» **Stated exercise**
Turn the rows below into a numbered list, skipping any blank lines.

» **The records**
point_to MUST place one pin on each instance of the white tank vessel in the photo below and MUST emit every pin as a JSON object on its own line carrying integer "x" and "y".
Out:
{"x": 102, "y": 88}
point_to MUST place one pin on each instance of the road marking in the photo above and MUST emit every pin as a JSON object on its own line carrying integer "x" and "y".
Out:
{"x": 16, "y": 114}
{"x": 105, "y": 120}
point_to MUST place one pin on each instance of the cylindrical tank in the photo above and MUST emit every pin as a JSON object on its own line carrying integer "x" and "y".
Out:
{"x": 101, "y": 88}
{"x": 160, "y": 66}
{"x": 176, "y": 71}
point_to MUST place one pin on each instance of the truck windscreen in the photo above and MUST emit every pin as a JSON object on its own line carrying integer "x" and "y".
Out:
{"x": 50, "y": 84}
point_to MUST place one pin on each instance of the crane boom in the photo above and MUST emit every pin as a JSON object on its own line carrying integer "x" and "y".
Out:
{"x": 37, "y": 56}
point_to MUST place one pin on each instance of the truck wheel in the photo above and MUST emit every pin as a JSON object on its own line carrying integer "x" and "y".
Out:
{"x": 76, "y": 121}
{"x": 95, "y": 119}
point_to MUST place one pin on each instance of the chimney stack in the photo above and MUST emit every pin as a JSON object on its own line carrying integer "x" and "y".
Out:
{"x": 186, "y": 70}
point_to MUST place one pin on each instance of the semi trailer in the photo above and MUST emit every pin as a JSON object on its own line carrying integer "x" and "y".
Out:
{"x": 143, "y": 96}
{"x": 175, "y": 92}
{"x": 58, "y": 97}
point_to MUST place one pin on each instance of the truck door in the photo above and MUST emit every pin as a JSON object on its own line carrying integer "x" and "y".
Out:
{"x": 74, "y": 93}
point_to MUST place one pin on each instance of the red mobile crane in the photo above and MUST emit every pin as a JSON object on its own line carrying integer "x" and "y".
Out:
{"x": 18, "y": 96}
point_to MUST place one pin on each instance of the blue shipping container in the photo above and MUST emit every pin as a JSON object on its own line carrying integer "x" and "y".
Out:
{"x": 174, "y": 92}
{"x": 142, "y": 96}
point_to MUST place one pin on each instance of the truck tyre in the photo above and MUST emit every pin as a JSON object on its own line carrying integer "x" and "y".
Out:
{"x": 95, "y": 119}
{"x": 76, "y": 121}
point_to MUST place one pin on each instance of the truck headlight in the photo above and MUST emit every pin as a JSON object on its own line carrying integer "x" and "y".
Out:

» **Response to the exercise**
1. point_to MUST place one pin on each instance of the white tank vessel in the photo below and MUST emit every pin as a JSON object on its own line carrying integer "x" and "y".
2. Out:
3. {"x": 102, "y": 88}
4. point_to MUST place one pin on each instance of the road marking in the photo above and MUST emit every pin as a JSON object on its own line carrying integer "x" and "y".
5. Out:
6. {"x": 16, "y": 114}
7. {"x": 105, "y": 120}
8. point_to MUST place one pin on each instance of the cylindrical tank in the photo above and MUST emit every pin as a JSON object on its own line carrying integer "x" and "y".
9. Out:
10. {"x": 101, "y": 88}
11. {"x": 160, "y": 66}
12. {"x": 176, "y": 71}
13. point_to MUST place one pin on each instance of the truck windscreen in the photo above and MUST emit every pin as a JSON object on its own line carrying integer "x" and "y".
14. Out:
15. {"x": 50, "y": 84}
16. point_to MUST place one pin on each instance of the crane boom in the photo above and MUST emit every pin as a JSON object on its own line carrying integer "x" and "y".
17. Out:
18. {"x": 37, "y": 56}
19. point_to MUST place one pin on each instance of the truck wheel in the photo above and MUST emit every pin as a JSON object on its own line carrying integer "x" and "y".
20. Out:
21. {"x": 76, "y": 121}
22. {"x": 95, "y": 119}
23. point_to MUST place one pin on each instance of the chimney stack in the photo above and MUST emit every pin as a JSON object on its own line carrying integer "x" and "y".
24. Out:
25. {"x": 186, "y": 70}
26. point_to MUST place one pin on each instance of the semi trailer in the photo above and MUST emit every pin as a JSON object on its own line carrying integer "x" and "y".
27. Out:
28. {"x": 143, "y": 96}
29. {"x": 175, "y": 92}
30. {"x": 58, "y": 97}
31. point_to MUST place one pin on each instance of the truck door in the photo above and MUST emit every pin as a JSON object on its own line carrying integer "x" and "y".
32. Out:
33. {"x": 74, "y": 93}
34. point_to MUST place one pin on each instance of the red mobile crane in the photo above and MUST emit every pin as a JSON object on its own line carrying integer "x" and "y".
35. Out:
36. {"x": 18, "y": 96}
37. point_to MUST place one pin on each instance of the blue shipping container in the photo above and MUST emit every pin as a JSON object on its own line carrying integer "x" and "y".
38. Out:
39. {"x": 174, "y": 92}
40. {"x": 142, "y": 96}
41. point_to MUST place one pin on each instance of the truck tyre in the photo above and MUST emit every pin as a JSON object on its own line carrying integer "x" and "y".
42. Out:
43. {"x": 95, "y": 119}
44. {"x": 76, "y": 121}
45. point_to MUST place one pin on each instance of the truck headlight in the photo above and MUST emit every pin as a JSON object on its own line carrying integer "x" and "y".
46. Out:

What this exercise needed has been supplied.